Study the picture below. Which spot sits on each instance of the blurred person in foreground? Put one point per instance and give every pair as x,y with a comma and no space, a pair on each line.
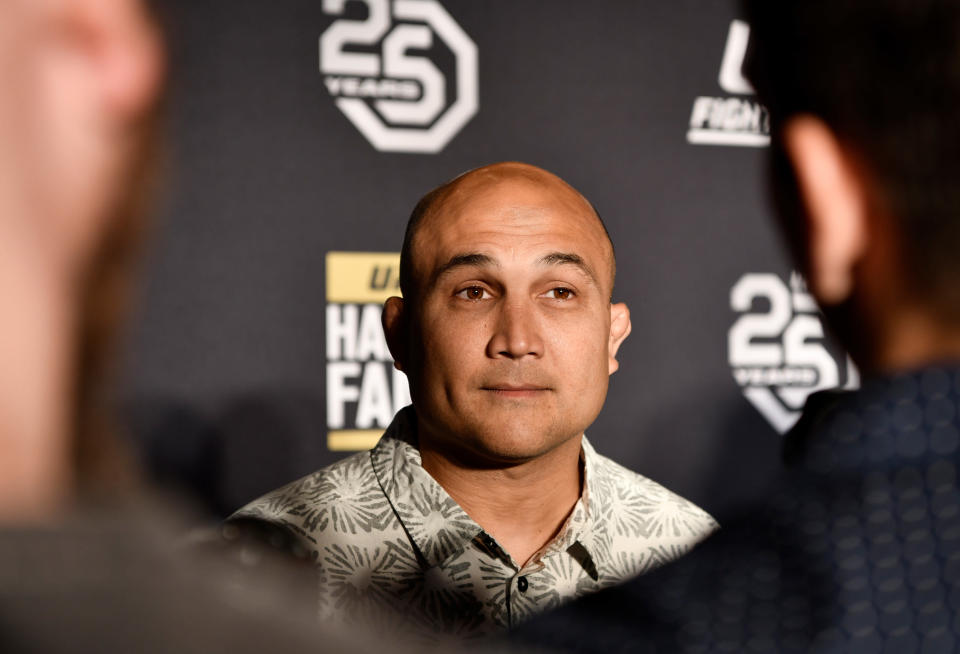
87,555
857,547
484,503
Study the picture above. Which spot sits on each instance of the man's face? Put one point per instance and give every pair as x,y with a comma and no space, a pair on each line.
510,343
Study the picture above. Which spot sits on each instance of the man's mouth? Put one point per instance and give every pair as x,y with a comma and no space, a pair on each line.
515,391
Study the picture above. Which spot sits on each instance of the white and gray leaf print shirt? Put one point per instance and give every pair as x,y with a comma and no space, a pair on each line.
395,553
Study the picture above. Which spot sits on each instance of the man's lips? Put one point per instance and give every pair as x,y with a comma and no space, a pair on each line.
515,390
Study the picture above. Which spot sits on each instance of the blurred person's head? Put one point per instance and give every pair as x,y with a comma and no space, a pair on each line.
863,98
79,81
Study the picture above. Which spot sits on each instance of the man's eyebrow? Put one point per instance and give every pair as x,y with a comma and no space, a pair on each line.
568,258
464,260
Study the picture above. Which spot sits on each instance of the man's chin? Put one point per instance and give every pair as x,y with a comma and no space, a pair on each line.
502,448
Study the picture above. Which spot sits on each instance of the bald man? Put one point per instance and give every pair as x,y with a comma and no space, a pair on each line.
484,503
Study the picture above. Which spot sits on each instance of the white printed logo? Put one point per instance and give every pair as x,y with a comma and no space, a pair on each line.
399,100
779,356
731,120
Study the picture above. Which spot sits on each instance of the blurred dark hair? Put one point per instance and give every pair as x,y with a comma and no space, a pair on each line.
884,75
103,461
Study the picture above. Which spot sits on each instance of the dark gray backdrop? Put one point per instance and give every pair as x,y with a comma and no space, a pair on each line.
224,378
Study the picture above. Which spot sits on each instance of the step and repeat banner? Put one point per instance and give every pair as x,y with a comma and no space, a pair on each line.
301,134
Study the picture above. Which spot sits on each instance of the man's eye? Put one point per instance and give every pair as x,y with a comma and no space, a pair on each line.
559,293
474,293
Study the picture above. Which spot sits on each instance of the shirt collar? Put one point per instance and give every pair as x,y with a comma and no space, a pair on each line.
440,528
434,521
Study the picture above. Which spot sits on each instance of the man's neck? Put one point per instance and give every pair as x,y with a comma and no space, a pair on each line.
522,506
35,387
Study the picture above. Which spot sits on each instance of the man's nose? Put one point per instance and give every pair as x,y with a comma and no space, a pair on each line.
516,332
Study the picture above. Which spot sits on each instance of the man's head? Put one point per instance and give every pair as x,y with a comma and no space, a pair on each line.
79,84
863,98
506,330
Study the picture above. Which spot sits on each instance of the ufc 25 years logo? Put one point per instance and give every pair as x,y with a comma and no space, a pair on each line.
380,71
777,349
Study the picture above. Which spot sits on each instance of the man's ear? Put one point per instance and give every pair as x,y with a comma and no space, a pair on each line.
394,328
835,195
619,330
122,50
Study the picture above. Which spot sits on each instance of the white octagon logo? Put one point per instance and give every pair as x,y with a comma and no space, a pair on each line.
396,99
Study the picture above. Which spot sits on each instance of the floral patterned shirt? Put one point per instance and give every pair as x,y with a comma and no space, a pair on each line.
397,554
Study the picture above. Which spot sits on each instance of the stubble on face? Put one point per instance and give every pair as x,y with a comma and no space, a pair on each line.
510,329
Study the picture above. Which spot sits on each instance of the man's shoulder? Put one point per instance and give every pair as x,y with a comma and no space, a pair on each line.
304,505
648,509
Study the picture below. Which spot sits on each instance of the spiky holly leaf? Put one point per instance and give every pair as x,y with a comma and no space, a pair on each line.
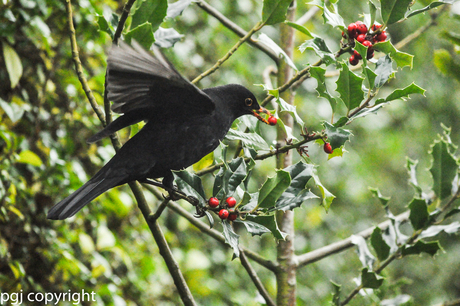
370,279
402,59
318,45
376,193
378,243
274,11
432,5
402,93
254,228
336,136
418,213
420,246
269,222
273,188
393,10
443,169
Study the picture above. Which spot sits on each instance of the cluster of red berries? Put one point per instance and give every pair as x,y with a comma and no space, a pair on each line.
368,37
224,213
327,148
272,120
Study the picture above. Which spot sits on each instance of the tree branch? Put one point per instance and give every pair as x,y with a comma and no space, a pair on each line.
236,29
337,247
78,66
248,35
255,279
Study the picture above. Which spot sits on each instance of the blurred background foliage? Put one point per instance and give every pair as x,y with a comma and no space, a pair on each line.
107,248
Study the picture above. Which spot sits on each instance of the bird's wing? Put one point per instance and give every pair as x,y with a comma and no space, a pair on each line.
139,80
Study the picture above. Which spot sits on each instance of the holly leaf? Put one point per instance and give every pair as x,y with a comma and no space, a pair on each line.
151,11
231,238
432,5
443,169
378,243
434,230
274,11
371,279
286,107
420,246
393,10
273,188
318,45
402,93
254,228
411,166
30,158
365,256
332,17
166,38
401,59
251,140
376,193
418,213
326,196
270,223
383,71
13,64
349,86
336,136
277,49
190,184
229,178
300,28
319,74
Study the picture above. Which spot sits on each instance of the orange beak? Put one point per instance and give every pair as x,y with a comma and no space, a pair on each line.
261,110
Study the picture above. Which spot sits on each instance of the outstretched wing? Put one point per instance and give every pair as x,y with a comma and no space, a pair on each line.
139,80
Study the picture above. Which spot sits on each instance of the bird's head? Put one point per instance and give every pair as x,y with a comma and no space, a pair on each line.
242,101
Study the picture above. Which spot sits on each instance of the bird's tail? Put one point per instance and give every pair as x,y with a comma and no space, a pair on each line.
85,194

::::::::::

▸ **Prompt**:
The reply should repeat the listing above exactly and contain no pictures.

▸ **Solution to this exercise**:
Study the picture below. Which spot sits on each instance of the blurred person in foreground? Put one point per instance and give every pair as x,y with a comma and no space, a pair on each line.
87,555
857,547
484,503
Study the picture above. Which spot sits on each instance of the man's face? Put one point per instance and give every pair as x,y with a comma and no space, a pair on each line.
510,343
Study the picture above. Which spot sits on each instance of the man's mouth? Put one point per instance and give every pair as x,y with a comma and no space, a pair on each line.
515,391
Study the picture above. Which spot sits on each instance of the white and gray leaf print shirt? Put one point per instance and give every pair as x,y with a comma and no space, a pair on each line.
395,553
Study the picture above. Which spot sits on each instance of the man's lips? Put one point per instance and give every pair as x,y with a comma and no space, a pair on each line.
515,390
Study the picture above. Which spot sits on each instance of the blurred person's head? Put one point per instance and give every pair as x,y with a comma and no space, a pair on each line.
863,98
79,81
Study the picture above. Which spot sits on each instance of the man's eyebrow? Put one point per instance and give every pair as x,y with a comma and no space, a pair on each line.
568,258
464,260
Study the picture above. Which spot sits on each instance of the man's chin? Put one point per instance and give every pair as x,y with a comma and no space, a pair on each line.
502,448
Study the picture above. Which spot sits on each instance of the bald man? Put one point per instance and give every pair as x,y with a comma and no space, a pair on each line.
484,503
Study the picture above. Which spot sits on each instance of the white printed logo? Put one point per instance and give every pair as x,y with a comma and no space, a pair on each line.
399,100
779,356
731,120
Study the picture above. Which spot sits on each instance of the blurred dark hair? Put one point per instance and give every pair as x,y with a comma and no space, a pair on each line.
884,75
103,461
Study the picture above. Which spot sits on each instance of the dark gray backdrop? Put one point per instance and give every pair as x,y with a comma and no space, a pair on each line.
224,378
Study the picture above. Which spot sits on each instance of the step and repeat banner? Put one point per instance and give every pair as x,y with a comma and no space, a pair on each line.
301,134
Study the picture above. Which spot sits on each instance of the man's eye? Put one point per instance and give every pair as x,y with a comma and no space, a pair on each line.
559,293
474,293
Study the picture above. Which spot sits on each instance of the shirt collar? Put one point per instance and give every pair as x,y with a comma and no space, a pair on each line.
440,528
434,521
Study the picture above. Which spot sits on each instance of the man's neck? Put one point per instance and give every pair as x,y with a comma and no space, a pair on each line.
522,506
35,387
Study the picture above. Which spot sits on each instance of the man's nose? Put one point per instance and give every pair as x,y with a comma and no space, a pair on each line.
516,332
Study the picture above. Which spot sits on each instance of the man's head? Put one point per instance and give every pair as x,y with a comma and no space, a pair on each line.
79,84
863,98
506,330
Study the picture above. Which spot sits on each instance of the ufc 25 years logo? Put one point per instance and give every pair as x,y with a comma and no space, a pair on each line.
380,71
777,349
Study the picture above. Which spot sits on each instance of the man's ear? Put one point per instance and give every pair as x,y with a comma and no space, a pair on each line.
394,328
835,195
619,330
122,50
Study the picture above. Which spot sits on each instance of the white octagon logo? Put one point per instance and give every pair as x,y with a comma and no space, a pair on each line.
396,99
Study the picture above. Which spot sits on each instance of the floral patterned shirt? Put one point per instance and give every pair as x,y with a comma and no space, a pair on each line.
397,554
Study the picture above. Which spot sits on each instance of the stubble on face? Put one point per instance and give every pair as x,y with a comma and no space, a pair on each line.
510,329
Study the picture above. Which spot sits on each instance of the man's shoulder? Put one point per instance and give every pair as x,y with a comma and no space, a pair on each line.
304,505
648,509
Study the picture below. Which spot sits on each instance of the spiky holly leaf? Put one point per instance and give every pair as x,y with a comma and no space, a pair on each line.
370,279
402,59
318,45
376,193
378,243
274,11
432,5
402,93
254,228
336,136
418,213
420,246
269,222
273,188
393,10
443,169
Study the picture above. Which spot sits on each instance of the cluster of red berries? Put one point per instance and give every pair as x,y with a comma and no space, a pair on each line.
368,37
224,213
327,148
272,120
Study the picture above. Which spot sits on each instance of the tree branch? Put one point per instance and give every pair as x,y with a comma and no space, a pair on each line.
236,29
337,247
78,66
248,35
255,279
Study the picture above. Which spot sits on each instance of the blurred background foliage? Put one point per instance and give every pair as x,y with a comma and no space, a pair on each line.
107,248
Study the picture above. Which spot sits on each instance of the bird's wing? Put one point per instance and give every pair as x,y with a comma and no space, a pair on each line.
139,80
Study the picture above. Which spot sits on each instance of the holly leaf? Put one point per instance and give every pair as x,y with a comma and no space, a pair on each line.
151,11
231,238
432,5
443,169
378,243
434,230
274,11
371,279
286,107
420,246
393,10
273,188
318,45
402,93
254,228
411,166
30,158
365,256
332,17
166,38
401,59
251,140
376,193
418,213
326,196
270,223
383,71
13,64
349,86
336,136
277,49
190,184
229,178
300,28
319,74
Study the picture above. Which spot sits on each instance of the orange beak? Put one point per instance and give every pair as x,y with a comma and no space, a pair on each line.
261,110
Study the picture above. Which spot sits on each instance of the outstretched wing? Put one point per instance and give every pair as x,y with a comma and no space, a pair on each line.
139,80
Study the picture above. Which spot sits on each instance of the bird's head? Put one point per instance and give every pair as x,y with a comma and no space, a pair on each line.
242,101
Study the picture above. Which spot sits on each instance of the bird's tail? Put one point per instance and give every pair as x,y with a comma and no space, a pair on each line.
85,194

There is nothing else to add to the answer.